Transcribe all of the lines below word for word, leaving out the pictures.
>> BEGIN DATA EXTRACT
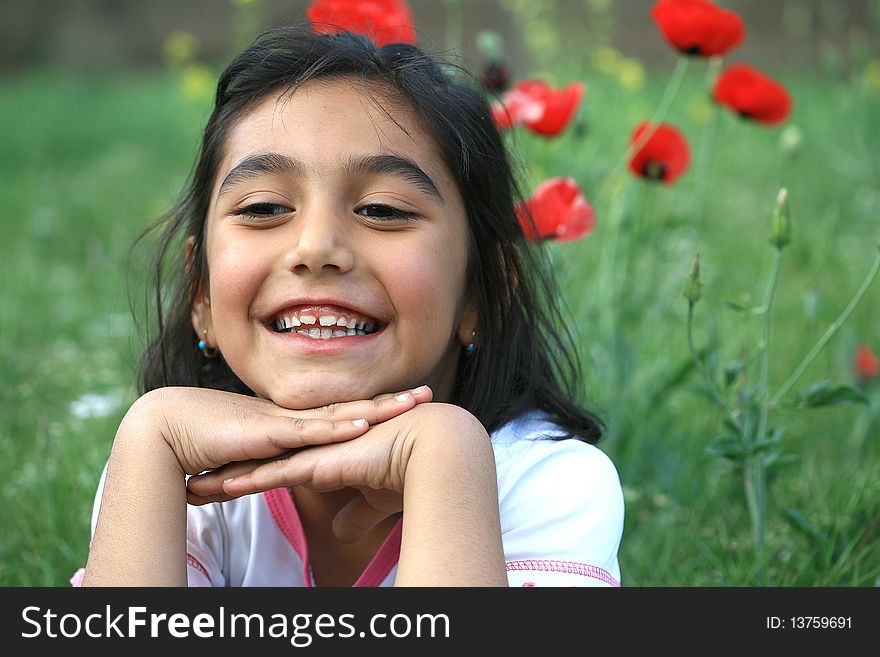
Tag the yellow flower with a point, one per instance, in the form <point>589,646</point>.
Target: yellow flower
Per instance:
<point>872,75</point>
<point>197,83</point>
<point>631,74</point>
<point>180,47</point>
<point>605,60</point>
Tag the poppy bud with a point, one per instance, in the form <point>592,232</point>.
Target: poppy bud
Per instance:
<point>780,227</point>
<point>692,285</point>
<point>866,365</point>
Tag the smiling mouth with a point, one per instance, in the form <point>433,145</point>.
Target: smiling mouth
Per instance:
<point>324,325</point>
<point>327,333</point>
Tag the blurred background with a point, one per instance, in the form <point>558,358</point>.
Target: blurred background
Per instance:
<point>101,107</point>
<point>102,35</point>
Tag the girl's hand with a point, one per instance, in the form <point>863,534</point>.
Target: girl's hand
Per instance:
<point>374,463</point>
<point>208,429</point>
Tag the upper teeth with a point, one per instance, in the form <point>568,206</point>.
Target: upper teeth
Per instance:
<point>292,319</point>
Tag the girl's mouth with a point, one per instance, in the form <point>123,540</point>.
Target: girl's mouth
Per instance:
<point>322,324</point>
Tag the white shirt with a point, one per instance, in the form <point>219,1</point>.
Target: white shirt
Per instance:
<point>560,502</point>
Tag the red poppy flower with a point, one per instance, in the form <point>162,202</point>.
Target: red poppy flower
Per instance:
<point>752,94</point>
<point>541,109</point>
<point>866,364</point>
<point>662,154</point>
<point>557,210</point>
<point>384,21</point>
<point>698,27</point>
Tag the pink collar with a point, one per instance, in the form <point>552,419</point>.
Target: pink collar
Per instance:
<point>284,513</point>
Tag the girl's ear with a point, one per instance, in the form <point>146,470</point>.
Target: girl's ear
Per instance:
<point>201,308</point>
<point>467,328</point>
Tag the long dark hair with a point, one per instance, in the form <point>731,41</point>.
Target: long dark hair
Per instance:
<point>526,357</point>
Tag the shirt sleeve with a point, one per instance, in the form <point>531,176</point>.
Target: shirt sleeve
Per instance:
<point>202,568</point>
<point>562,514</point>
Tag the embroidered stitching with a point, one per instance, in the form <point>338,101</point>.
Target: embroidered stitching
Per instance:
<point>192,561</point>
<point>573,567</point>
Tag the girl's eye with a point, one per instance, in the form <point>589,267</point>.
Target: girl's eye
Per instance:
<point>382,212</point>
<point>261,210</point>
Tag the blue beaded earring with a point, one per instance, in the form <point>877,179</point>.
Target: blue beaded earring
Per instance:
<point>207,352</point>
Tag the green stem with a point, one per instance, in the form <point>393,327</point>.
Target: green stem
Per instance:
<point>710,384</point>
<point>705,162</point>
<point>753,481</point>
<point>607,258</point>
<point>829,333</point>
<point>669,94</point>
<point>765,347</point>
<point>757,478</point>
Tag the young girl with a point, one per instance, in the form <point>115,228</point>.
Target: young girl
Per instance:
<point>361,377</point>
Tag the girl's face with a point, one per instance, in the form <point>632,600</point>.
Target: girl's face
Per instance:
<point>336,249</point>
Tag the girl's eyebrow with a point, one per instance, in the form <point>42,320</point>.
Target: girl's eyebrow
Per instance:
<point>386,164</point>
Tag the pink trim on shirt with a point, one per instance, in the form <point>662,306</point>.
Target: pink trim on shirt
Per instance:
<point>573,567</point>
<point>76,579</point>
<point>195,563</point>
<point>287,518</point>
<point>284,513</point>
<point>384,560</point>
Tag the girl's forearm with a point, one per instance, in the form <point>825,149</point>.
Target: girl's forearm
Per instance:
<point>140,537</point>
<point>451,527</point>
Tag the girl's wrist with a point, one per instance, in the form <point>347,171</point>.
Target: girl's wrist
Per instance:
<point>453,441</point>
<point>144,432</point>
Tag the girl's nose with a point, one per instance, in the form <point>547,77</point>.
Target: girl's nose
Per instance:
<point>320,242</point>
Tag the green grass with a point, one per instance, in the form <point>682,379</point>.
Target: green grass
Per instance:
<point>87,163</point>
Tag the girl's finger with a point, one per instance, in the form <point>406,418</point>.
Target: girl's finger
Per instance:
<point>199,500</point>
<point>377,410</point>
<point>271,437</point>
<point>291,471</point>
<point>356,519</point>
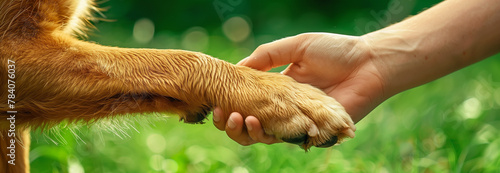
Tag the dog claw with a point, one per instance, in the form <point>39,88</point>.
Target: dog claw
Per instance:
<point>296,140</point>
<point>332,141</point>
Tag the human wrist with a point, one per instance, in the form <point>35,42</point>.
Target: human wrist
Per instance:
<point>399,57</point>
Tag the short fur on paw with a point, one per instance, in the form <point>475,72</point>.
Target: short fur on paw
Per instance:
<point>293,112</point>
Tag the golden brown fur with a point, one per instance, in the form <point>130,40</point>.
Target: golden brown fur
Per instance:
<point>60,78</point>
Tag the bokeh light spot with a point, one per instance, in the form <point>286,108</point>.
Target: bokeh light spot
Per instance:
<point>195,39</point>
<point>156,162</point>
<point>156,143</point>
<point>470,108</point>
<point>144,30</point>
<point>236,29</point>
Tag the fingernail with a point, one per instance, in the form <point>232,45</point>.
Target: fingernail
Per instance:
<point>230,123</point>
<point>249,127</point>
<point>216,117</point>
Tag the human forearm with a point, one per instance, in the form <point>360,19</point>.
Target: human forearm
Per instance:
<point>443,39</point>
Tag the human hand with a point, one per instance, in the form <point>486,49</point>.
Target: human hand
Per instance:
<point>342,66</point>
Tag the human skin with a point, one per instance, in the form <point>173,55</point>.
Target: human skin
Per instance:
<point>362,72</point>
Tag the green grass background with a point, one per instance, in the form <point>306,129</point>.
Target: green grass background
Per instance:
<point>449,125</point>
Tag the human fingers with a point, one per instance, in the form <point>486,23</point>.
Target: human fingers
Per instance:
<point>277,53</point>
<point>219,119</point>
<point>235,131</point>
<point>256,131</point>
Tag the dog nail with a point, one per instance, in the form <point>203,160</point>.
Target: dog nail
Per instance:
<point>313,131</point>
<point>249,127</point>
<point>332,141</point>
<point>230,123</point>
<point>299,140</point>
<point>216,117</point>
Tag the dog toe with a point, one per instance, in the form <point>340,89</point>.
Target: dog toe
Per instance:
<point>299,140</point>
<point>330,142</point>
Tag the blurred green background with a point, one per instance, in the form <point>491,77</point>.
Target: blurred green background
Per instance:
<point>449,125</point>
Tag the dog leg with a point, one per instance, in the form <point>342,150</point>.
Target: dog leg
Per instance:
<point>14,151</point>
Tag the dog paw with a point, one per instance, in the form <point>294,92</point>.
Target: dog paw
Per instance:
<point>295,113</point>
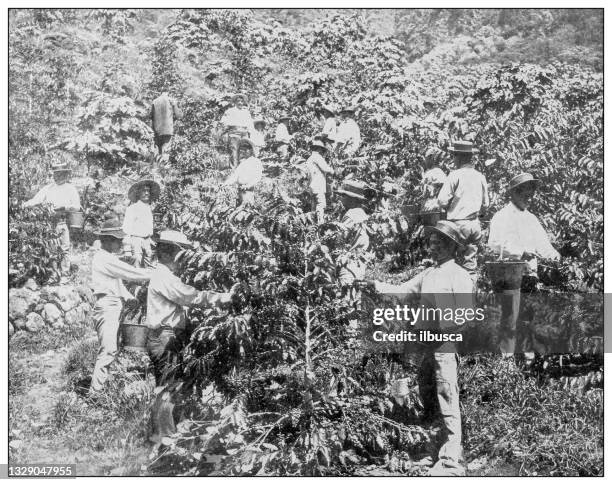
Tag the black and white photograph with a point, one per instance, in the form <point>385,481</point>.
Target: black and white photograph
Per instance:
<point>304,242</point>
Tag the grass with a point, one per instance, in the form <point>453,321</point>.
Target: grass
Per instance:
<point>538,427</point>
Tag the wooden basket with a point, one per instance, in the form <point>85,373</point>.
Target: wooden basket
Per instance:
<point>134,337</point>
<point>508,274</point>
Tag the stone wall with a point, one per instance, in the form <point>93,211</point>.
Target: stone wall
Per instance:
<point>31,308</point>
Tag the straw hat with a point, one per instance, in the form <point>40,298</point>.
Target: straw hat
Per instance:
<point>521,179</point>
<point>134,192</point>
<point>175,238</point>
<point>463,146</point>
<point>111,228</point>
<point>447,229</point>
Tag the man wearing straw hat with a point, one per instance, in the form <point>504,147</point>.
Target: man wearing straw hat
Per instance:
<point>248,174</point>
<point>445,285</point>
<point>167,298</point>
<point>464,195</point>
<point>282,136</point>
<point>138,220</point>
<point>348,135</point>
<point>354,196</point>
<point>317,169</point>
<point>62,196</point>
<point>164,111</point>
<point>107,275</point>
<point>516,234</point>
<point>238,124</point>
>> END DATA EXTRACT
SOLVED PROBLEM:
Tag the yellow flower with a point, one per instance, in the form <point>589,646</point>.
Target: yellow flower
Per instance:
<point>872,75</point>
<point>197,83</point>
<point>631,74</point>
<point>180,47</point>
<point>605,60</point>
Tag the poppy bud with a point, one per instance, in the form <point>592,232</point>.
Target: poppy bud
Per instance:
<point>780,227</point>
<point>692,285</point>
<point>866,365</point>
Tag the smiling mouth with a point, one per instance, in the form <point>433,145</point>.
Target: smiling mouth
Per instance:
<point>324,325</point>
<point>327,333</point>
Tag the blurred background with a point, one per instance, in the form <point>558,358</point>.
Target: blurred background
Per instance:
<point>101,107</point>
<point>102,35</point>
Tag the girl's hand with a point, one per instance, in the form <point>863,534</point>.
Target: girl's hand
Per instance:
<point>374,463</point>
<point>208,429</point>
Tag the upper teeth with a point, one per instance, in the form <point>568,206</point>.
Target: upper teeth
Per instance:
<point>292,319</point>
Tag the girl's mouth with a point, one per instance, in the form <point>123,540</point>.
Target: girl's mouth
Per instance:
<point>322,324</point>
Tag the white shirt with a point, one per instance, in the form <point>219,1</point>.
Target: white shirt
Per instance:
<point>560,502</point>
Tag the red poppy flower with a point, one per instance, in the form <point>162,202</point>.
Target: red poppy flower
Per instance:
<point>752,94</point>
<point>541,109</point>
<point>866,364</point>
<point>662,154</point>
<point>557,210</point>
<point>384,21</point>
<point>698,27</point>
Tag the pink collar with a point, one per instance, in the form <point>552,419</point>.
Target: pink collar
Per instance:
<point>284,513</point>
Tag the girl's ear with a point, one per instance, in the form <point>146,470</point>.
Target: girl's ear
Per instance:
<point>201,308</point>
<point>467,328</point>
Tag the long dark hair with a point, one per instance, in the form <point>731,41</point>.
Target: long dark hair
Per instance:
<point>526,357</point>
Tag the shirt sleeve with a point, one per instance, in the form <point>531,176</point>.
Target: shirt sleeve
Per instance:
<point>202,568</point>
<point>562,514</point>
Tag the embroidered stitching with a point, one per instance, in the form <point>338,101</point>.
Target: embroidered stitching
Per instance:
<point>192,561</point>
<point>573,567</point>
Tag the girl's eye with a point, one per instance, in the form <point>589,267</point>.
Target: girl's eye
Per instance:
<point>382,212</point>
<point>261,210</point>
Tag the blue beaded earring with a point, one per instance, in the form <point>877,179</point>.
Target: blue beaded earring
Per instance:
<point>207,352</point>
Tag the green stem with a point, one per instance, in the form <point>393,327</point>.
Target: green stem
Per instance:
<point>710,384</point>
<point>705,162</point>
<point>753,481</point>
<point>607,258</point>
<point>829,333</point>
<point>669,94</point>
<point>765,347</point>
<point>757,478</point>
Tag the young girl with a point, one per instance, in the form <point>115,228</point>.
Target: young girl
Per instance:
<point>361,377</point>
Tag the girl's face with a point, one per instance, in the form <point>632,600</point>.
Target: girl's face
Per instance:
<point>336,249</point>
Tag the girl's eyebrow with a point, one per instance, in the form <point>42,320</point>.
Target: girl's eyebrow
Per instance:
<point>386,164</point>
Tag the pink trim on shirt with a point, one per instance, in the form <point>662,306</point>.
Target: pink trim on shirt
Per instance:
<point>573,567</point>
<point>76,579</point>
<point>195,563</point>
<point>287,518</point>
<point>284,513</point>
<point>384,560</point>
Tag the girl's forearm with a point, one per instance, in the form <point>825,149</point>.
Target: girl's forearm
Per instance:
<point>140,537</point>
<point>451,527</point>
Tag the girl's wrist with a point, one per instance, in the form <point>347,171</point>.
Target: girl's wrist
Per instance:
<point>453,441</point>
<point>144,432</point>
Tag the girl's nose with a point, one per instance, in the form <point>547,77</point>.
Target: girl's nose
Per instance:
<point>320,242</point>
Tag the green grass with a point, one per instance, in the form <point>682,379</point>.
Target: green grass
Per instance:
<point>87,163</point>
Tag the girl's finger with a point, one per instance, in the form <point>406,418</point>.
Target: girl's finger
Per instance:
<point>199,500</point>
<point>377,410</point>
<point>271,437</point>
<point>291,471</point>
<point>356,519</point>
Tag the dog claw with a point, one per instance, in the form <point>39,88</point>.
Target: dog claw
Per instance:
<point>296,140</point>
<point>332,141</point>
Tag the human wrist with a point, one per instance, in the form <point>35,42</point>.
Target: human wrist
Per instance:
<point>399,57</point>
Tag the short fur on paw with a point, one per instance, in the form <point>475,72</point>.
Target: short fur on paw
Per instance:
<point>293,112</point>
Tag the golden brown fur with a point, one per instance, in the form <point>130,40</point>.
Target: golden brown fur
Per instance:
<point>60,78</point>
Tag the bokeh light spot with a point, one per instance, in the form <point>286,108</point>.
Target: bokeh light spot
Per instance:
<point>195,39</point>
<point>156,162</point>
<point>156,143</point>
<point>470,108</point>
<point>144,30</point>
<point>236,29</point>
Tag the fingernail with a point, one per instance, in the form <point>232,45</point>.
Target: fingernail
Per instance:
<point>230,123</point>
<point>249,127</point>
<point>216,117</point>
Tag the human forearm with a point, one per instance, in the form <point>360,19</point>.
Target: human forearm
Per instance:
<point>443,39</point>
Tag the human hand with a point, one per instance, in the form <point>486,49</point>.
Target: human hand
Per instance:
<point>342,66</point>
Tag the human skin with a point, one per instance, in the form <point>173,55</point>.
Target: human skin
Per instance:
<point>362,72</point>
Tag the green grass background with a point, one per instance, in the form <point>306,129</point>.
Target: green grass background
Per instance:
<point>449,125</point>
Tag the human fingers with a point, one per instance, in the form <point>486,23</point>.
Target: human fingers
Per instance:
<point>277,53</point>
<point>219,119</point>
<point>235,131</point>
<point>256,131</point>
Tag the dog nail with a point, one per instance, in the form <point>203,160</point>.
Target: dog nail
Per instance:
<point>313,131</point>
<point>249,127</point>
<point>332,141</point>
<point>230,123</point>
<point>299,140</point>
<point>216,117</point>
Tag the dog toe with a point, one per instance, in the form <point>340,89</point>.
Target: dog toe
Per instance:
<point>299,140</point>
<point>330,142</point>
Tag the blurred green background with a point, one per instance, in the form <point>491,77</point>.
Target: blurred green background
Per instance:
<point>449,125</point>
Tag the dog leg with a point, one per instance, in the form <point>342,150</point>.
Target: dog leg
Per instance:
<point>14,151</point>
Tag the dog paw with a point, one per instance, in the form <point>294,92</point>.
Target: dog paw
Per instance:
<point>295,113</point>
Tag the black and white photograph with a point, one per instance, in the form <point>385,481</point>.
Target: black and white photograph
Per instance:
<point>304,242</point>
Tag the grass with a point, one per instance, in the form <point>453,321</point>.
Target: grass
Per instance:
<point>538,427</point>
Tag the wooden basket with a point, one per instance, in the form <point>85,373</point>.
Target: wooden basket
Per instance:
<point>134,337</point>
<point>508,274</point>
Tag the stone wall with a point, one per instance, in the form <point>93,211</point>.
Target: stone wall
Per instance:
<point>31,308</point>
Tag the straw hat with a point, one per instance, in the form <point>40,298</point>.
Target: straw hat
Per instance:
<point>521,179</point>
<point>134,192</point>
<point>175,238</point>
<point>463,146</point>
<point>111,228</point>
<point>447,229</point>
Tag the man wearing straw hat with a point, one per instance, in the form <point>504,147</point>.
Target: man wearing straw hat
Per instance:
<point>248,174</point>
<point>445,285</point>
<point>167,298</point>
<point>464,195</point>
<point>282,136</point>
<point>138,220</point>
<point>348,135</point>
<point>354,196</point>
<point>317,169</point>
<point>62,196</point>
<point>164,111</point>
<point>107,275</point>
<point>516,234</point>
<point>238,124</point>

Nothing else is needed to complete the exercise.